- [PARTS OF THE EXERCISE]
1. Rescale the records in the part that opens with the line containing "Object class for this HIT: bird's eye." and closes with the line containing "[141,80,152,89]", both ends included. Write out only those lines, requests included, with every bounding-box coordinate in the answers multiplied by 1.8 and rounded to the nearest whole number, halves up.
2. Carry the tweet-classification tuning notebook forward, picking up right after its last line.

- [SOURCE]
--------
Unnamed: 0,id,label,tweet,length,count,hash
4688,4692,0,ariana grande amazing wait follower life,40,6,-3178694523687911344


### Hyperparameter tuning using GridSearchCV, TfidfVectorizer, RandomizedSearchCV

In [41]:
#setting up a PredefinedSplit

X_train = train['tweet'].values
y_train = train['label'].values

X_dev = dev['tweet'].values
y_dev = dev['label'].values

X = np.hstack([X_train, X_dev])
y = np.hstack([y_train, y_dev])

In [42]:
y_train.shape

(27140,)

In [43]:
y_dev.shape

(4790,)

In [44]:
#assign 0 to items that are in dev and -1 for the rest
split_train_dev= np.zeros(shape=y.shape)
split_train_dev[:y_train.shape[0]] = -1
pd.value_counts(split_train_dev)
--------
- [DATA LINES]
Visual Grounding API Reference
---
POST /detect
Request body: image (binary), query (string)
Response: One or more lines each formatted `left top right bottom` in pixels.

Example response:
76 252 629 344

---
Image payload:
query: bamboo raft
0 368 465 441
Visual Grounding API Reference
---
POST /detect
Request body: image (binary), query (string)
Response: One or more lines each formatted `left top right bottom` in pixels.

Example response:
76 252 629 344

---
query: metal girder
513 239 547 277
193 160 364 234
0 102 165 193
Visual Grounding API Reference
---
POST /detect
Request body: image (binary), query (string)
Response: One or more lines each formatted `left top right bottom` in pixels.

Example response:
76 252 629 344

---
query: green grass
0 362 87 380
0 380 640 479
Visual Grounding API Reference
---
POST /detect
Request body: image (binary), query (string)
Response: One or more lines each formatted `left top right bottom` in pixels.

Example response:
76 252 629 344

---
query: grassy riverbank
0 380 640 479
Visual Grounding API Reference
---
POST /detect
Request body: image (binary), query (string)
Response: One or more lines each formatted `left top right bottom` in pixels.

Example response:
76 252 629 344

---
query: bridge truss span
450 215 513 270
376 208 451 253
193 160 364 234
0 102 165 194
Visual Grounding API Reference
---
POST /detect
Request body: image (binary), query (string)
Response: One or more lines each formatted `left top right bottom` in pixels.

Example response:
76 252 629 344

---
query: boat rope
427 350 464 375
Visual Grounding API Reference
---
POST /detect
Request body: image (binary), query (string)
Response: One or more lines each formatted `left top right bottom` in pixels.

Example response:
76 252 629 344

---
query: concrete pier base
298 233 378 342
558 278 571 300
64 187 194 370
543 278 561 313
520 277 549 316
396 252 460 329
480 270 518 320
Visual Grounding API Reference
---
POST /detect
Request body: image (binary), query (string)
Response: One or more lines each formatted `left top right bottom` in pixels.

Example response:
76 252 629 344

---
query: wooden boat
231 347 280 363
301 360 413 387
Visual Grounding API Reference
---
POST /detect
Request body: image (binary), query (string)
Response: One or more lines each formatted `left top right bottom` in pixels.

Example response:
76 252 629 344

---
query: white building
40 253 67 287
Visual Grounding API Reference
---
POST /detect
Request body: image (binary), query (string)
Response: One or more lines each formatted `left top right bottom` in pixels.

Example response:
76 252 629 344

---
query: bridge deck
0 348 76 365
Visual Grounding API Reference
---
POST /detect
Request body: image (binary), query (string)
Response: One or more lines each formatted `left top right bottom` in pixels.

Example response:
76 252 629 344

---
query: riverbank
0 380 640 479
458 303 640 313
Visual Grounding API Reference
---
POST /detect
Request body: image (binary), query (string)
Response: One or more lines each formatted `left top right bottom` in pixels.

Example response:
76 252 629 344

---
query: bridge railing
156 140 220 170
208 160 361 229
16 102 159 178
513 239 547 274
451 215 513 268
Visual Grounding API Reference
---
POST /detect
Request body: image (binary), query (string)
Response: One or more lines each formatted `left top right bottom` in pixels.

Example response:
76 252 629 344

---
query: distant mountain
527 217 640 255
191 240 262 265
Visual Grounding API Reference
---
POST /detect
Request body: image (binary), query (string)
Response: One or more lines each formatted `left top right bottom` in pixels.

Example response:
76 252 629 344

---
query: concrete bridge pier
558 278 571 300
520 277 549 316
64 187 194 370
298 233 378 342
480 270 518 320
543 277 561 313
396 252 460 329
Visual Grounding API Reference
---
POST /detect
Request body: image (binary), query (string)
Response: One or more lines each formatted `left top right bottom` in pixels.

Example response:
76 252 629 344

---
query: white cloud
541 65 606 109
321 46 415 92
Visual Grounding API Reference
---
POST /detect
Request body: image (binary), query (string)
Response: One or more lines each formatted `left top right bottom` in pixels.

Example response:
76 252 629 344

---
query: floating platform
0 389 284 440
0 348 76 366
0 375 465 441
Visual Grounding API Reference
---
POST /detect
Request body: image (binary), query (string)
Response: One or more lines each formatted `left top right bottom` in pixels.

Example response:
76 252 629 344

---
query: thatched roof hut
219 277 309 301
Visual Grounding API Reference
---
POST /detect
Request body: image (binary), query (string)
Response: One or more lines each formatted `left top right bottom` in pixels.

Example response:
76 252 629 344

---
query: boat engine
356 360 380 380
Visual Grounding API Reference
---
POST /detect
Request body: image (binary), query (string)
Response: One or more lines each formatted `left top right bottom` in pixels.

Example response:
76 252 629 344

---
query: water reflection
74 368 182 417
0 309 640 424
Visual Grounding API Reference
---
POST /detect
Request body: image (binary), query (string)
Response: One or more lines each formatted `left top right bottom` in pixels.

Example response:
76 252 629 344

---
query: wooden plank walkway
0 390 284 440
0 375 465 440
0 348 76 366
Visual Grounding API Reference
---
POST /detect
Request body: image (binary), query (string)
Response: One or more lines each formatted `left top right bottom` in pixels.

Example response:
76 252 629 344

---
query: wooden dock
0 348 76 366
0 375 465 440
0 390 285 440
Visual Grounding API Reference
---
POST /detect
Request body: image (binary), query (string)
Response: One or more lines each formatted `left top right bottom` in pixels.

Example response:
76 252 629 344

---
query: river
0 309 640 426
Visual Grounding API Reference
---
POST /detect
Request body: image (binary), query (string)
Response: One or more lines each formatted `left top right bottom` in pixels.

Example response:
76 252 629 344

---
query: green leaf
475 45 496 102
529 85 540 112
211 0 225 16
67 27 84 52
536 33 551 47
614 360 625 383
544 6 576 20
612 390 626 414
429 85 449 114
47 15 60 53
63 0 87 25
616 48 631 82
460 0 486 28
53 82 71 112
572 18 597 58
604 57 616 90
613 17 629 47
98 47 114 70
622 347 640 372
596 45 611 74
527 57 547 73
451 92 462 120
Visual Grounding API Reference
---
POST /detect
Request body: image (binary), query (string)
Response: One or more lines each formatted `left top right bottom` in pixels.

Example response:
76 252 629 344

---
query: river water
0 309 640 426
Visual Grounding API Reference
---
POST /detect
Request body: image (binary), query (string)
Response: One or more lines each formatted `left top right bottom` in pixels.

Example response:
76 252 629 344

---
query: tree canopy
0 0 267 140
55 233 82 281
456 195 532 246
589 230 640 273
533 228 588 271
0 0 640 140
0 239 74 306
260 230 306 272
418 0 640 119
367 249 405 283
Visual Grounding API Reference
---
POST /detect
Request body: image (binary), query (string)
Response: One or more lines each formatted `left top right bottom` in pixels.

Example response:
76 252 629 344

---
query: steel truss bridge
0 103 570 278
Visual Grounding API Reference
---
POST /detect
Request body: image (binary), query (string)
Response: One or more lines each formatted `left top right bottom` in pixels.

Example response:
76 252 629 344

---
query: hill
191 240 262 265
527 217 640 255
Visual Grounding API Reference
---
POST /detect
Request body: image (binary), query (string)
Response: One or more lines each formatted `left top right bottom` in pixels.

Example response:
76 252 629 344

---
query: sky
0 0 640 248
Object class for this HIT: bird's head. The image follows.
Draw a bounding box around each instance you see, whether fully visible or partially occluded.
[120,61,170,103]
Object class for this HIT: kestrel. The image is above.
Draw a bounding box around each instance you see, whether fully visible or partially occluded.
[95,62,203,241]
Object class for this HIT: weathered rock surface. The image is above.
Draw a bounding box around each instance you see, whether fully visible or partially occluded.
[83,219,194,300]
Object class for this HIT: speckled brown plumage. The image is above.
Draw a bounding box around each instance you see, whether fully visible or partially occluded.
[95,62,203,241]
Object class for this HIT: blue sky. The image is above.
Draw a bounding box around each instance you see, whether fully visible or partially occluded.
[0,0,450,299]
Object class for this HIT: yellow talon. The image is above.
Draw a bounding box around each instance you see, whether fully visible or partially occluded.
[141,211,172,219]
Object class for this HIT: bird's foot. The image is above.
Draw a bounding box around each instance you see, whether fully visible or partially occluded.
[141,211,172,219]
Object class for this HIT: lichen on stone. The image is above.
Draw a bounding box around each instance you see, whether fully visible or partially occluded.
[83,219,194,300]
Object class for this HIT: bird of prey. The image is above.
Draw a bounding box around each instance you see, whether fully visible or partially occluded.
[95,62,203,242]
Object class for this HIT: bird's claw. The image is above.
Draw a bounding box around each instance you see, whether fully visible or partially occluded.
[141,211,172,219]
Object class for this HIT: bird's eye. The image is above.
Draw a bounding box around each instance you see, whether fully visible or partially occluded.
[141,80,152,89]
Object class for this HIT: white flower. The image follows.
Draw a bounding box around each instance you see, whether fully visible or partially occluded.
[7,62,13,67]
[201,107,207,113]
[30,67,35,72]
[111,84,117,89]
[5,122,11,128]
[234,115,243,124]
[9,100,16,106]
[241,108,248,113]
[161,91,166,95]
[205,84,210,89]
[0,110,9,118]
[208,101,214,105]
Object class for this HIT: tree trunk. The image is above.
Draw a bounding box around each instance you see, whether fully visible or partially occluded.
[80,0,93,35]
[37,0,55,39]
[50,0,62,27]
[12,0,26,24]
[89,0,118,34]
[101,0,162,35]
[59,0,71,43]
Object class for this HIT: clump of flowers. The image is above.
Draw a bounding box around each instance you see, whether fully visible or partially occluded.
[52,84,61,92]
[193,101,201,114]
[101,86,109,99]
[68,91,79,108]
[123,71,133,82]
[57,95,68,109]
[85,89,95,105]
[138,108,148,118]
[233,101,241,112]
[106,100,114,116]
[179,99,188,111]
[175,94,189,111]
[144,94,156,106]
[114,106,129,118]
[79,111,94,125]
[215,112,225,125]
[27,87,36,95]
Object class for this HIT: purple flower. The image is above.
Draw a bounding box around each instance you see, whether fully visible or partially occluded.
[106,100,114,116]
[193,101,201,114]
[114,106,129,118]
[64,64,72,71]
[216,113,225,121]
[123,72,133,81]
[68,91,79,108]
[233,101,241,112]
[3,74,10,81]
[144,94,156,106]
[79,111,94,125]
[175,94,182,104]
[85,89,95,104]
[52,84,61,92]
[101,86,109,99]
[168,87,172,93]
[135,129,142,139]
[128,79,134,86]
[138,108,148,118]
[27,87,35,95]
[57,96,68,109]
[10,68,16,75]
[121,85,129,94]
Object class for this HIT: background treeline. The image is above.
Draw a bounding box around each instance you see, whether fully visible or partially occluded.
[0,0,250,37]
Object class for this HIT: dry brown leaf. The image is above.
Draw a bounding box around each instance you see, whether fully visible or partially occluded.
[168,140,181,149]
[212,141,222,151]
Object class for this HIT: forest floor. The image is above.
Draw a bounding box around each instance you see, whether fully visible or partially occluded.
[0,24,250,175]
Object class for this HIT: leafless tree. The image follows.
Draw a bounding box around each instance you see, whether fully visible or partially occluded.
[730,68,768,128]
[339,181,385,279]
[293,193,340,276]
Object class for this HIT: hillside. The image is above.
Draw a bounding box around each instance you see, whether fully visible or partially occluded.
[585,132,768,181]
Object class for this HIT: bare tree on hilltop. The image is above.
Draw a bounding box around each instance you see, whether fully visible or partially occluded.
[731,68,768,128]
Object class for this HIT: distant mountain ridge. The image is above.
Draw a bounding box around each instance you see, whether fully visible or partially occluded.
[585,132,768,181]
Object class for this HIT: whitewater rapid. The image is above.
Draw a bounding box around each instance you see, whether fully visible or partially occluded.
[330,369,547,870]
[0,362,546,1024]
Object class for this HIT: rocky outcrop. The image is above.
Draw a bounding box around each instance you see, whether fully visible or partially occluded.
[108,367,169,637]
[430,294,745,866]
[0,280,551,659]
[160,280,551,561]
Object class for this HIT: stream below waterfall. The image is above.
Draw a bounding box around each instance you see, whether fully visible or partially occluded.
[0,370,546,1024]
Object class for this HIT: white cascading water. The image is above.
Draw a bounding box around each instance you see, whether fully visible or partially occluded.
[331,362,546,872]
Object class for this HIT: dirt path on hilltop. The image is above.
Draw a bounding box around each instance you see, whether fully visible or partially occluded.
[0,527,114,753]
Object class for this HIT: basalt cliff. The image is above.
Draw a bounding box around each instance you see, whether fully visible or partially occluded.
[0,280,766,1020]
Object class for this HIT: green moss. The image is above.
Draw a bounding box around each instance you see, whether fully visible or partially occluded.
--------
- [FINAL RESULTS]
1.
Object class for this HIT: bird's eye. The image is above.
Draw a bounding box around each instance you see, whether fully visible or partially occluded.
[254,144,274,160]

2.
-1.0    27140
 0.0     4790
dtype: int64

### GridSearchCV

In [45]:
from sklearn.model_selection import PredefinedSplit, GridSearchCV

ps = PredefinedSplit(split_train_dev)

In [46]:
from sklearn.pipeline import Pipeline

#we had used this code before
vect  = CountVectorizer(
    token_pattern = r"[a-z]+", 
    ngram_range = (1,1),
    lowercase = True,
    min_df = 1,
    max_df = 1.0
)

clf = MultinomialNB()

pipe = Pipeline([("vect", vect ), ("clf", clf)])
pipe.fit(X_train, y_train)

Pipeline(steps=[('vect', CountVectorizer(token_pattern='[a-z]+')),
                ('clf', MultinomialNB())])

In [47]:
#looking at the first 10 vectors
pipe.predict(X_dev[:10])


array([0, 0, 0, 0, 0, 0, 0, 0, 0, 0])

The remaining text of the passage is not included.